**Exercise**:
Copy every line of the data below word for word.

**Data listing**:
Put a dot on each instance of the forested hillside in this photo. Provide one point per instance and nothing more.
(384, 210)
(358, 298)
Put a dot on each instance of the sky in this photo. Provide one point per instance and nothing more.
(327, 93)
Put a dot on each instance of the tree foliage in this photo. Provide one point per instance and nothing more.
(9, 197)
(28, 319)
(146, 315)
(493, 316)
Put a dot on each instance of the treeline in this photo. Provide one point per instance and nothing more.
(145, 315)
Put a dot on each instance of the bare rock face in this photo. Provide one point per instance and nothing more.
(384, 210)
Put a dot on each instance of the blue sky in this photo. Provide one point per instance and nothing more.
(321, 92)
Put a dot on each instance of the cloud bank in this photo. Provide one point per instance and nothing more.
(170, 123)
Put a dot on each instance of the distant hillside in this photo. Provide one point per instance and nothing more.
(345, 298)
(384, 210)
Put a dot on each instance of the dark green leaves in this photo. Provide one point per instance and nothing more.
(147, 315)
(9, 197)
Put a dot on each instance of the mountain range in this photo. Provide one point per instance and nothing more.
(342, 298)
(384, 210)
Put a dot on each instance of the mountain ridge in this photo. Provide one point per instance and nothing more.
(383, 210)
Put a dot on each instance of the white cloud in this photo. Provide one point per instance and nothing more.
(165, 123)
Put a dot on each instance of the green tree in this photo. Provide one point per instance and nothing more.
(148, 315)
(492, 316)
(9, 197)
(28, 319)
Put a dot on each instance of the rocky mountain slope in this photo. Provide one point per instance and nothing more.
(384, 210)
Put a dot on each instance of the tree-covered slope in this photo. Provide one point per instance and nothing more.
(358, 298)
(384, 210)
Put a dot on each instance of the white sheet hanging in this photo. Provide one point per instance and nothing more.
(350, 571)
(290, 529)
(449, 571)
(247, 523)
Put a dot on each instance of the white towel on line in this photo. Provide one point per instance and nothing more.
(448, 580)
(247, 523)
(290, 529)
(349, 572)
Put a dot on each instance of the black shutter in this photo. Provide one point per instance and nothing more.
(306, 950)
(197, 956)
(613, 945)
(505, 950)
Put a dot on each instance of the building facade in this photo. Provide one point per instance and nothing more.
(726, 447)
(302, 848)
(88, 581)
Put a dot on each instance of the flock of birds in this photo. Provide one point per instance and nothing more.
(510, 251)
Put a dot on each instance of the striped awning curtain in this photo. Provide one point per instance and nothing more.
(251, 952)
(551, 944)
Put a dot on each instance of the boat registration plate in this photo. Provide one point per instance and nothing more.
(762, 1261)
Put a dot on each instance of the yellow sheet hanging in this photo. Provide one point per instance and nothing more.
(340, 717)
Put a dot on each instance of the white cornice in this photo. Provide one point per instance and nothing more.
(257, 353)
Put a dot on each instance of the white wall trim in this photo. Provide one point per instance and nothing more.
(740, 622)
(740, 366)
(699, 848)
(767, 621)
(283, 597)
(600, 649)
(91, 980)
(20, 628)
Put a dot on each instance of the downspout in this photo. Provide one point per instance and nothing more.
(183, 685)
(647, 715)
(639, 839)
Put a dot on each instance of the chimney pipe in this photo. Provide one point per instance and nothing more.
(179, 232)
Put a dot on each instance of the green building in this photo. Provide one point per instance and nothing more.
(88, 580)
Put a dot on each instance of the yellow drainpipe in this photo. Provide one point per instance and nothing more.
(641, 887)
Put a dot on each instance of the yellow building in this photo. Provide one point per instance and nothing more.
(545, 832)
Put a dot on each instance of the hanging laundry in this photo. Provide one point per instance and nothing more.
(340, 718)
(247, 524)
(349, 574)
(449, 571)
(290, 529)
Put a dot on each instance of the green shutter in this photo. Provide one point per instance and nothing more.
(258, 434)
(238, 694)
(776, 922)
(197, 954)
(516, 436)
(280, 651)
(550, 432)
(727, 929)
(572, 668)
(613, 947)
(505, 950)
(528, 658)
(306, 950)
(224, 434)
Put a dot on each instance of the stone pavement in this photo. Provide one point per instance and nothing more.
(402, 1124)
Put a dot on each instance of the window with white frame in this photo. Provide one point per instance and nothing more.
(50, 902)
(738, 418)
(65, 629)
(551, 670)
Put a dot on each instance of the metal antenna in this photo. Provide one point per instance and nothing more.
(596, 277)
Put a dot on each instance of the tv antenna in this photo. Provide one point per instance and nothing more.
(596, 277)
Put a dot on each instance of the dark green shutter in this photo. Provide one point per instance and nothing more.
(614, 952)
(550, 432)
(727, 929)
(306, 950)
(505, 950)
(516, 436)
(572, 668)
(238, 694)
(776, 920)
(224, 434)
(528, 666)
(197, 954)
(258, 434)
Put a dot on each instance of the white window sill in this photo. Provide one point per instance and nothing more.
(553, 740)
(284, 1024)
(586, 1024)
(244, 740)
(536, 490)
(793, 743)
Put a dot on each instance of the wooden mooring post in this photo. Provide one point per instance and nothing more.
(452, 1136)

**Solution to the problem**:
Put a dot on each instance of the forested hillside in this photo. Provide one point per instance and nothing more.
(384, 210)
(358, 298)
Put a dot on each instance of the sky in this photo. Provide one point per instance and nothing more.
(327, 93)
Put a dot on each instance of the tree foliage in this photo. Provide one point per instance and nothing more.
(9, 197)
(28, 319)
(146, 315)
(493, 316)
Put a dot on each instance of the treeline in this photo. Provide one point per instance and nothing more.
(145, 315)
Put a dot on each instance of the bare rock face in this photo. Provide one point per instance and nothing more.
(384, 210)
Put a dot on each instance of the blue sky in this photo. Provide one point per instance and nothing more.
(321, 92)
Put a dot on each instance of the cloud bank in this photo. Provide one point per instance and nothing more.
(170, 123)
Put a dot on each instance of the distant hillside in this photo. Provide one point per instance and nothing more.
(345, 298)
(384, 210)
Put a dot on each instance of the dark green leaves in this photo. Provide one point per instance and nothing more.
(147, 315)
(9, 197)
Put a dot on each instance of the mountain range in this photo. Provide one point per instance and nothing more.
(342, 298)
(384, 210)
Put a dot on each instance of the mountain ridge in this photo. Provide one point per instance and nothing more.
(383, 210)
Put a dot on each instance of the white cloud in this photo. Provide one point per instance and nothing more.
(165, 123)
Put a dot on each instance of the green tree in this photo. Provide one point per instance and nothing more.
(148, 315)
(492, 316)
(9, 197)
(28, 319)
Put a dot on each instance of the rocky mountain slope in this photo. Provide one point per instance and nothing more.
(384, 210)
Put a dot on each instance of the tree-covered slope in this photo. Provide one point per instance and nothing more.
(358, 298)
(384, 210)
Put a dot on each instance of the white sheet hanging in this photo. Provide one point per instance and nothing more.
(350, 571)
(290, 529)
(449, 571)
(247, 523)
Put a dot on each instance of the white towel on line in this photo. Provide one point per instance and nothing more.
(448, 580)
(247, 523)
(290, 529)
(349, 572)
Put a dot on each instance of the black shutter in this photo. Provide one point per instance and nothing more.
(306, 950)
(197, 956)
(613, 945)
(505, 950)
Put a dot on each instance of the building facade in this photo. Provide one point per instance and nothing more.
(726, 447)
(302, 848)
(88, 581)
Put a dot on each instance of the flock of birds in this photo. Provide one point per instance and nothing more.
(510, 251)
Put a dot on each instance of the striped awning curtain in this photo. Provide one point per instance and nothing more.
(251, 952)
(551, 944)
Put a dot on each instance of the boat registration plate in this photo. Provide one point per instance and nothing more.
(762, 1261)
Put a dot on each instance of the yellow sheet hanging in this photo. Provide one point per instance and nothing more.
(340, 717)
Put a dot on each instance of the white cornice in this photo. Provide one point per instance and nothing more.
(257, 353)
Put a dot on each instance of the white wall trim in this photo. Provide one point per instance and nothing more.
(740, 622)
(740, 366)
(699, 848)
(767, 621)
(283, 597)
(600, 649)
(91, 980)
(20, 628)
Put a dot on each instance of the downspout in this photo. Provide one point per instance and nothing more.
(183, 685)
(647, 715)
(639, 839)
Put a dot on each instance of the chimney pipe in this photo. Provide one point per instance and nothing more.
(179, 232)
Put a dot on each instance of the green building in this photo. Provide one point per instance and nothing more.
(88, 580)
Put a dot on each instance of the yellow drainpipe in this photo. Provide one point per instance and nothing more.
(641, 887)
Put a dot on each instance of the yellow building in this photo. Provide one point per instance and nothing more.
(545, 832)
Put a dot on each instance of the hanging laundry in this photo. Provide one point per instance and nothing more.
(340, 718)
(247, 524)
(349, 574)
(449, 571)
(290, 529)
Put a dot on each instance of the green shutter in this photo. Provide one point per instance and nothing more.
(258, 434)
(238, 694)
(776, 922)
(197, 954)
(516, 436)
(280, 651)
(550, 432)
(727, 929)
(572, 668)
(613, 947)
(505, 950)
(528, 658)
(306, 950)
(224, 434)
Put a dot on each instance of the stone pavement in this photo. Provide one point per instance and nothing more.
(402, 1124)
Put a dot on each instance of the window with white frame in this photo. Provide one point per instance and nothing more.
(50, 902)
(738, 418)
(65, 629)
(551, 670)
Put a dot on each instance of the metal antenna in this photo. Provide one point per instance and nothing more.
(596, 277)
Put a dot on each instance of the tv antenna in this photo. Provide one point per instance and nothing more.
(596, 277)
Put a dot on each instance of the dark green shutter in this photo. Provide one point per instance and nothing more.
(614, 952)
(550, 432)
(727, 929)
(306, 950)
(505, 950)
(516, 436)
(572, 668)
(238, 694)
(776, 920)
(224, 434)
(528, 666)
(197, 954)
(258, 434)
Put a dot on each instance of the white window sill in this photo. Provide one point per instance and nothing more.
(553, 740)
(284, 1024)
(586, 1024)
(244, 740)
(536, 490)
(793, 743)
Put a dot on each instance of the wooden mooring post in this photo. Provide one point per instance and nothing more.
(452, 1136)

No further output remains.